* **Data to use**
------------------------

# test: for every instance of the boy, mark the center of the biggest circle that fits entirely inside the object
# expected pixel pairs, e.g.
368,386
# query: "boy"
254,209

------------------------

* **Objective**
Rewrite every line of the material above as a numbered list, one line per item and without any blank lines.

* **Full output**
1. # test: for every instance of the boy, mark the center of the biggest circle that fits entirely inside the object
2. # expected pixel pairs, e.g.
3. 368,386
4. # query: "boy"
5. 254,209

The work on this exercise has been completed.